#### DOCUMENT SEGMENT

Though the Noctua is double the price of the MX4 at 12 dollars for a tube of 4 grams. I really hope it's worth it. LOL.

And again, thanks for always being so supportive.


----------



## nguyen (Oct 23, 2020)

Well what you are experiencing is the pump out effect of TIM. At high load temp the TIM will liquidfy and squeeze out, creating gap between the core and the heatsink. 
So for laptop the higher viscosity of the TIM the better, right now Kingpin KPx and Thermalright TF-X are probably the best suited for laptop.  
NT-H2 might behave the same as MX4 because it's very liquidy (low viscosity).

One way to mitigate is after you repaste and mount the heatsink, use hair dryer to heat up the heatsink (thus heat up the TIM for a few minutes) and then tighten the screws a little more, this way you can reduce the gap between core and heatsink after the pump out.


----------



## Ic3m4n86 (Oct 23, 2020)

nguyen said:


> Well what you are experiencing is the pump out effect of TIM. At high load temp the TIM will liquidfy and squeeze out, creating gap between the core and the heatsink.
> So for laptop the higher viscosity of the TIM the better, right now Kingpin KPx and Thermalright TF-X are probably the best suited for laptop.
> NT-H2 might behave the same as MX4 because it's very liquidy (low viscosity).


Hmm...First time I'm hearing of the pump out effect. Does make sense though. Since I've already ordered the Noctua perhaps I'll try it out first for a few weeks then maybe I might switch to the Kingpin or Thermalright to see which works best.

########
#### EXTRACTED RECORDS

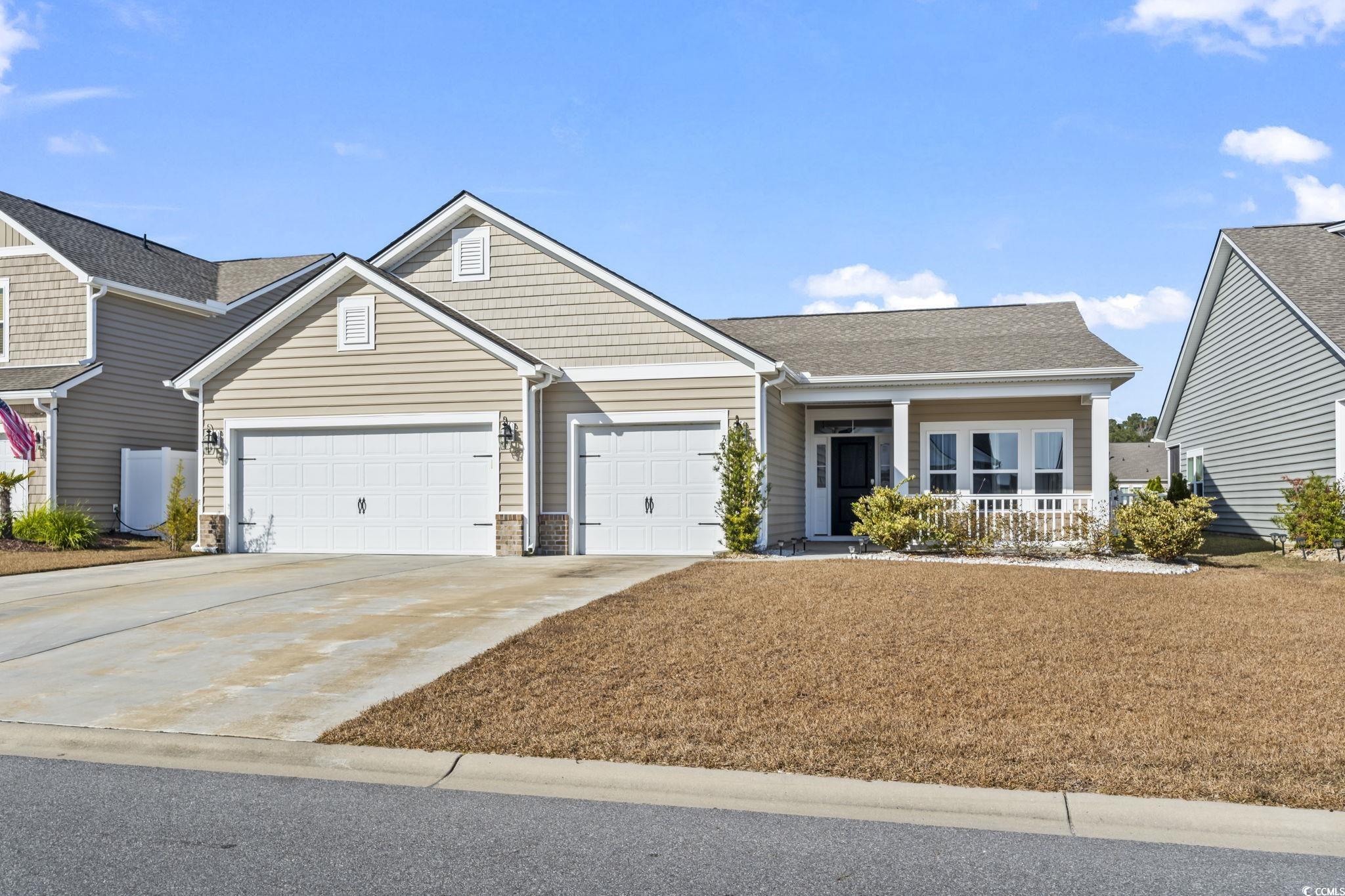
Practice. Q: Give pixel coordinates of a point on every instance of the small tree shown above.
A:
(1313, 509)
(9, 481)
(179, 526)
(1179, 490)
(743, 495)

########

- TASK INSTRUCTIONS -
**a.** Update the thermal paste thread, beginning at "## Ic3m4n86 (Oct" and stopping after "which works best.", and replace "heatsink" with "heat sink" in that passage.
**b.** Answer these questions using the thermal paste thread.
(i) What is the price of a 4-gram tube of the Noctua?
(ii) Which two pastes does nguyen call probably the best suited for laptops?
(iii) What tool does nguyen suggest for heating up the heatsink?
**c.** List in order the steps nguyen gives in the thermal paste thread for reducing the gap between core and heatsink.
The entries are separate material and are not part of the thermal paste thread.

- RESULTS -
**a.**
## Ic3m4n86 (Oct 23, 2020)

nguyen said:


> Well what you are experiencing is the pump out effect of TIM. At high load temp the TIM will liquidfy and squeeze out, creating gap between the core and the heat sink.
> So for laptop the higher viscosity of the TIM the better, right now Kingpin KPx and Thermalright TF-X are probably the best suited for laptop.
> NT-H2 might behave the same as MX4 because it's very liquidy (low viscosity).


Hmm...First time I'm hearing of the pump out effect. Does make sense though. Since I've already ordered the Noctua perhaps I'll try it out first for a few weeks then maybe I might switch to the Kingpin or Thermalright to see which works best.

**b.**
(i) 12 dollars.
(ii) Kingpin KPx and Thermalright TF-X.
(iii) A hair dryer.

**c.**
1. Repaste.
2. Mount the heatsink.
3. Use a hair dryer to heat up the heatsink for a few minutes.
4. Tighten the screws a little more.